==== Task material ====

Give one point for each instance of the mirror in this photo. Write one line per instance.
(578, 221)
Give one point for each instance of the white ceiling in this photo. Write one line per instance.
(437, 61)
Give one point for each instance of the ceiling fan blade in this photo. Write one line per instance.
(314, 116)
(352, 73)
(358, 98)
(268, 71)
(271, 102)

====
==== Task material ====

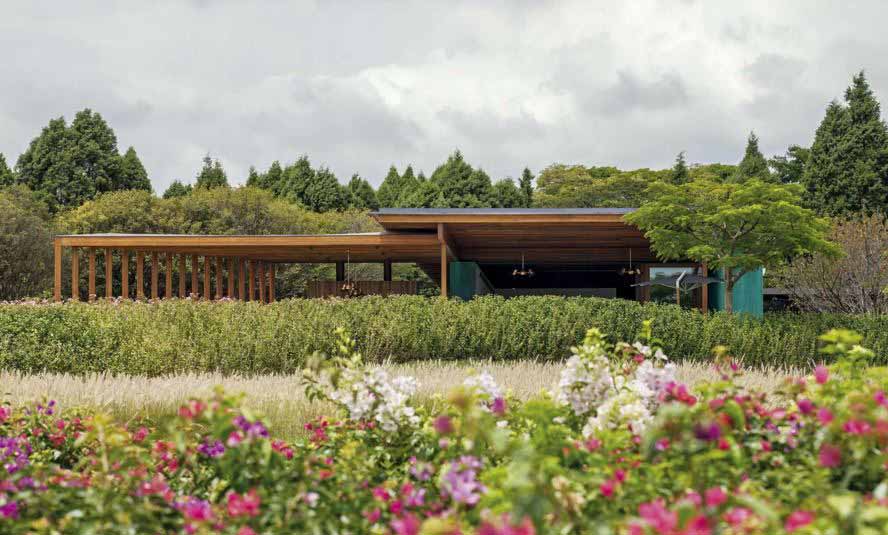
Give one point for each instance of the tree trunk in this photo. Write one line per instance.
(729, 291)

====
==== Task material ====

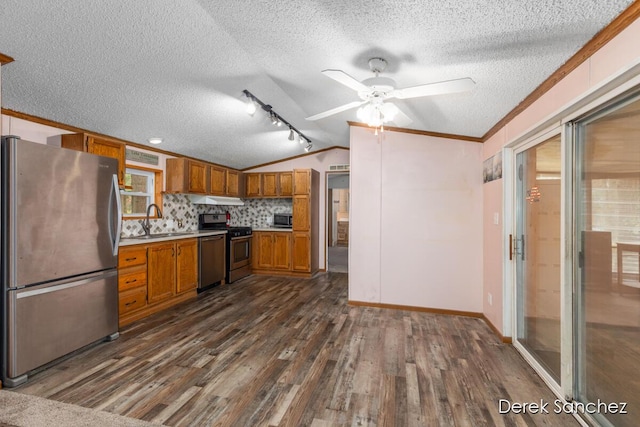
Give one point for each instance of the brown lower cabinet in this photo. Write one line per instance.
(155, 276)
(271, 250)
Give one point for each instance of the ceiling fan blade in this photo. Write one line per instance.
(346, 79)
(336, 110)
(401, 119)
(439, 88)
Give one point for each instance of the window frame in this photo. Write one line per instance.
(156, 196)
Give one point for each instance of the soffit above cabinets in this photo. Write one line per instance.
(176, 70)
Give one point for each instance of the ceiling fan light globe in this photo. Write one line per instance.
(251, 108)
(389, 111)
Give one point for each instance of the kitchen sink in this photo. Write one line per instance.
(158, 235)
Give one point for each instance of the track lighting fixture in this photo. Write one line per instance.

====

Task objective: Could you put every line into a numbered list, starting with the line containing "Give one point for each instance of the brown" and going on through the line containing "Give one point for each instance of the track", both of those lines included and any blank lines left out?

Response:
1. Give one point for each instance of the brown lower cabinet in this photo. Write one line per instance.
2. (155, 276)
3. (271, 250)
4. Give one point for each instance of the ceiling fan blade in this photo. Write one line per instance.
5. (346, 79)
6. (336, 110)
7. (401, 119)
8. (439, 88)
9. Give one point for each instance of the window frame in this photo. Write one line per instance.
10. (156, 196)
11. Give one point for each instance of the soffit above cabinets in this photo. Write one line per instance.
12. (176, 70)
13. Give one point for each instance of the ceiling fan light globe in this photo. Write one line per instance.
14. (251, 108)
15. (389, 111)
16. Give one point for each instance of the kitchen sink in this photo. Write one line per instance.
17. (158, 235)
18. Give one point for each instance of the track lighting fixture in this photo. Write one line per instance.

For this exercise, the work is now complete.